Tâches à réaliser>
a) Traduisez en anglais cette phrase du texte sur le sommet de Malabo : « En effet, cette Déclaration expose avec rigueur les causes et problèmes qui mettent en danger la consolidation de la paix, de la sécurité, et du développement. »
b) Recopiez sans rien changer le passage du texte sur le sommet de Malabo situé entre « Dr Christian Pout, ministre » et « l’organisation panafricaine ? », ces deux extraits compris.

Texte fourni>
____

« Il faut une meilleure mise en commun des ressources »

Dr Christian Pout, ministre plénipotentiaire, président du Think Tank Ceides, Visiting Associate Professor– directeur du séminaire de Géopolitique africaine, Catholic Institute of Paris.

Les chefs d’Etat et de gouvernement de l’Union africaine se sont séparés samedi dernier à Malabo en Guinée équatoriale au terme du sommet extraordinaire sur le terrorisme et les changements anticonstitutionnels de régimes en Afrique sans cérémonie de clôture ni communiqué final. Comment expliquer cette première dans l’histoire de l’organisation panafricaine ?
L’ajustement des pratiques protocolaires de l’Union africaine lors de son 16e Sommet extraordinaire portant sur le terrorisme et les changements anticonstitutionnels de régimes en Afrique, tenu à Malabo le 28 mai dernier, est un acte exceptionnel, mais pas étrange, qui peut s’expliquer par la volonté des chefs d’Etat et de gouvernement présents d’amender leur agenda ou les questions à l’ordre du jour, en particulier lorsque les contours d’une décision consensuelle à adopter officiellement n’ont pas encore été définitivement arrêtés. Concernant la non lecture d’un communiqué final lors de ce sommet, je dois dire que même s’il est d’usage qu’elle se fasse à la fin des travaux, il est tout à fait possible de rendre public un communiqué quelques jours après la clôture d’une rencontre officielle. Le plus important n’étant pas le timing, mais plutôt la pertinence du contenu que le communiqué véhiculera. Cette option retenue par les dirigeants et hauts responsables africains ne remet donc pas en cause l’intérêt de ce sommet ou encore, le bien fondé des débats qui ont eu lieu. La Déclaration finale mise en ligne par l’Union africaine est venue rassurer les uns et les autres sur la détermination des chefs d’Etat et de gouvernements à redoubler d’efforts et à rapidement prendre des mesures pour contrer la fièvre terroriste et la flambée des coups d’Etat militaires sur le continent. En effet, cette Déclaration expose avec rigueur les causes et problèmes qui mettent en danger la consolidation de la paix, de la sécurité, et du développement. Tout en présentant la nouvelle feuille de route de l’UA pour endiguer les phénomènes décriés, la Déclaration débouche sur les mesures préventives qui permettront de limiter les dégâts causés par d’autres menaces qui augurent des lendemains plus sombres comme le cyber-terrorisme.

____

Données extraites>

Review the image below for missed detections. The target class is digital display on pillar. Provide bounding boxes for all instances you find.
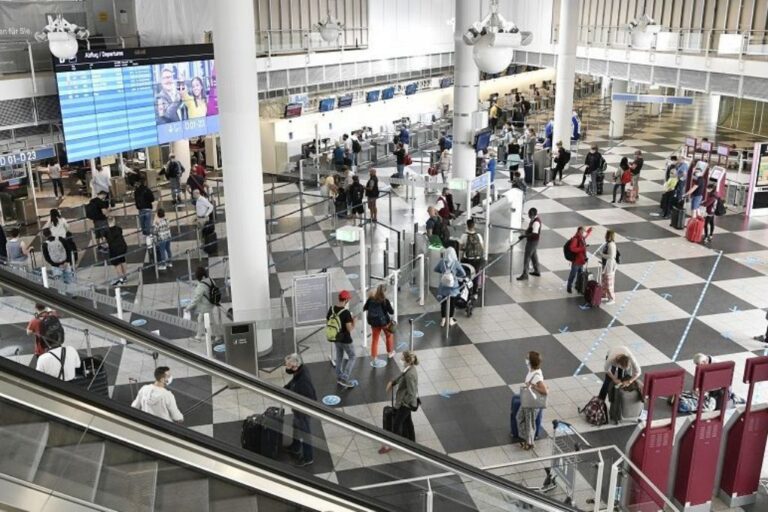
[54,44,219,162]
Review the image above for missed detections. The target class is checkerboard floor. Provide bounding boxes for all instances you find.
[0,93,768,508]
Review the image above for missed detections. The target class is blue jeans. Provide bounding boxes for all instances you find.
[566,263,584,290]
[334,343,357,382]
[291,412,315,461]
[157,240,173,263]
[139,209,152,236]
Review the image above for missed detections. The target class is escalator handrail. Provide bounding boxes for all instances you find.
[0,268,578,512]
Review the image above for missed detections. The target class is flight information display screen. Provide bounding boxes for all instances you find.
[54,44,219,162]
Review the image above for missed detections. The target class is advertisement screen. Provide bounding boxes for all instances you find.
[54,44,219,162]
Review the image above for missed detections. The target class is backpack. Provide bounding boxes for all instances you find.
[579,396,608,427]
[715,197,725,217]
[45,237,67,264]
[40,313,64,348]
[464,233,484,260]
[563,238,576,261]
[203,279,221,306]
[367,300,389,327]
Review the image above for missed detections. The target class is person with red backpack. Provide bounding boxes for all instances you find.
[565,226,592,293]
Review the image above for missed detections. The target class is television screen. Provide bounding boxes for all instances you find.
[283,103,302,118]
[53,44,219,162]
[475,130,491,151]
[318,98,336,112]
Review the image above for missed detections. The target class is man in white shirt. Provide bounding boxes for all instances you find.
[37,345,81,381]
[131,366,184,423]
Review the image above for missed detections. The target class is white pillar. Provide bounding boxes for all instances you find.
[608,80,629,139]
[453,0,480,179]
[553,0,579,147]
[213,0,272,353]
[171,139,192,185]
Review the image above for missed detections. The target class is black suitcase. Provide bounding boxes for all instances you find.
[669,208,685,229]
[240,407,285,459]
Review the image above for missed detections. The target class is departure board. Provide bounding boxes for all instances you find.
[54,45,219,162]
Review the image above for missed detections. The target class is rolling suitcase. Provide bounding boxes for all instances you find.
[669,208,685,229]
[509,394,544,439]
[685,217,704,244]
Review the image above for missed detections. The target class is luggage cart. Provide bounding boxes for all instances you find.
[529,420,591,506]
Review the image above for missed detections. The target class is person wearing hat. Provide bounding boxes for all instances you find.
[325,290,357,388]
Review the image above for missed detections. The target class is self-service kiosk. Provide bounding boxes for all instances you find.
[719,356,768,507]
[746,142,768,217]
[670,361,735,512]
[625,368,685,512]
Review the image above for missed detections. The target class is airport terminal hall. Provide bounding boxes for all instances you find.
[0,0,768,512]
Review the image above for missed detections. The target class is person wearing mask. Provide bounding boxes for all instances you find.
[579,144,603,195]
[43,228,72,284]
[5,228,34,267]
[133,177,155,243]
[284,353,317,468]
[48,162,64,201]
[35,339,82,382]
[566,226,592,293]
[611,156,632,203]
[602,229,619,306]
[683,167,707,218]
[152,208,173,270]
[325,290,357,388]
[517,350,549,450]
[393,141,407,179]
[365,167,379,224]
[379,350,421,455]
[434,247,467,327]
[598,347,640,401]
[131,366,184,423]
[184,267,220,342]
[517,208,541,281]
[363,284,395,367]
[701,183,720,242]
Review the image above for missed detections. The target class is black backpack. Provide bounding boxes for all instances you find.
[203,279,221,306]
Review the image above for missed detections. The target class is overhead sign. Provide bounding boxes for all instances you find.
[611,92,693,105]
[0,146,56,167]
[293,274,331,326]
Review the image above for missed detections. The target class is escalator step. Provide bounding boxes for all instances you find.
[96,461,158,512]
[35,443,105,502]
[0,423,49,482]
[155,478,210,512]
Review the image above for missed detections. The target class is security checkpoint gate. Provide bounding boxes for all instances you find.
[719,356,768,507]
[627,368,685,512]
[674,361,735,512]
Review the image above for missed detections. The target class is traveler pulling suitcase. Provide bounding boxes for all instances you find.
[240,407,285,459]
[685,217,704,244]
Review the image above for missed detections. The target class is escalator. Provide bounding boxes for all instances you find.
[0,270,576,512]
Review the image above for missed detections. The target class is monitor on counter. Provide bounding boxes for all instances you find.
[53,44,219,162]
[318,98,336,112]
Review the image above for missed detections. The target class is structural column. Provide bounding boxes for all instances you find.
[213,0,272,353]
[608,80,629,139]
[553,0,579,147]
[453,0,480,179]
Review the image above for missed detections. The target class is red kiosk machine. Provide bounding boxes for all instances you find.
[627,368,685,512]
[674,361,736,512]
[719,356,768,507]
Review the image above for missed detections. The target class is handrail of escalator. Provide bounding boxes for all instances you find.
[0,268,578,512]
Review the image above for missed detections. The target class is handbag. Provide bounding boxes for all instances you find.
[520,372,548,409]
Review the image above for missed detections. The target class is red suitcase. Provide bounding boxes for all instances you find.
[685,217,704,244]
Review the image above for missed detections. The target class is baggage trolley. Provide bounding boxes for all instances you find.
[528,420,591,506]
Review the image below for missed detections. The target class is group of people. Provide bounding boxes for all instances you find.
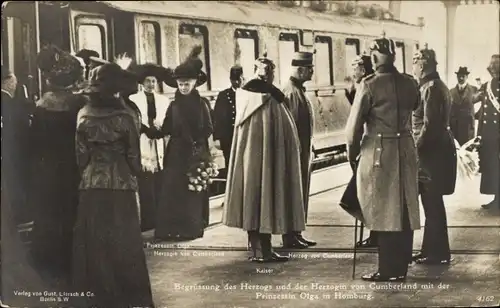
[346,38,500,281]
[2,30,500,307]
[2,45,217,308]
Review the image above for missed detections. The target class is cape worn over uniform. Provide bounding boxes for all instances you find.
[223,82,305,234]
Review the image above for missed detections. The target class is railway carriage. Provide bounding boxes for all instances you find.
[1,1,421,168]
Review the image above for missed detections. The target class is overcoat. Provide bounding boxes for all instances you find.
[283,77,314,222]
[450,84,477,145]
[129,91,170,172]
[223,79,305,234]
[346,66,420,231]
[413,72,457,195]
[477,80,500,194]
[213,88,236,158]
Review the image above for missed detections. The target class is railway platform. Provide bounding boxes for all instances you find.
[144,164,500,308]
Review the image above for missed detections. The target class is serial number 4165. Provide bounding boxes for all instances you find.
[476,296,495,302]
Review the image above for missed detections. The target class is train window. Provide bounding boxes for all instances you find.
[234,29,259,80]
[345,38,360,76]
[278,33,299,83]
[77,23,106,59]
[394,42,406,73]
[314,36,333,87]
[139,21,161,64]
[179,24,211,91]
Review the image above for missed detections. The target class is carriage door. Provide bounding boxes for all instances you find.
[278,33,299,85]
[1,1,39,100]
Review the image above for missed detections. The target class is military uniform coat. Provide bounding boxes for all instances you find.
[346,66,420,231]
[213,88,236,162]
[413,72,457,195]
[223,81,305,234]
[477,80,500,194]
[283,77,314,221]
[450,85,477,145]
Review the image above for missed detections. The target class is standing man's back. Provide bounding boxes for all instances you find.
[346,33,420,281]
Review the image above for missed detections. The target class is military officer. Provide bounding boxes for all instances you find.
[413,46,456,264]
[477,54,500,209]
[213,65,243,173]
[346,37,420,281]
[450,66,477,145]
[283,52,316,248]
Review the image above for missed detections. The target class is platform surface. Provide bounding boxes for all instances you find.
[144,168,500,308]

____

Liste des réponses>
a) Indeed, this Declaration rigorously sets out the causes and problems that endanger the consolidation of peace, security, and development.

b)
Dr Christian Pout, ministre plénipotentiaire, président du Think Tank Ceides, Visiting Associate Professor– directeur du séminaire de Géopolitique africaine, Catholic Institute of Paris.

Les chefs d’Etat et de gouvernement de l’Union africaine se sont séparés samedi dernier à Malabo en Guinée équatoriale au terme du sommet extraordinaire sur le terrorisme et les changements anticonstitutionnels de régimes en Afrique sans cérémonie de clôture ni communiqué final. Comment expliquer cette première dans l’histoire de l’organisation panafricaine ?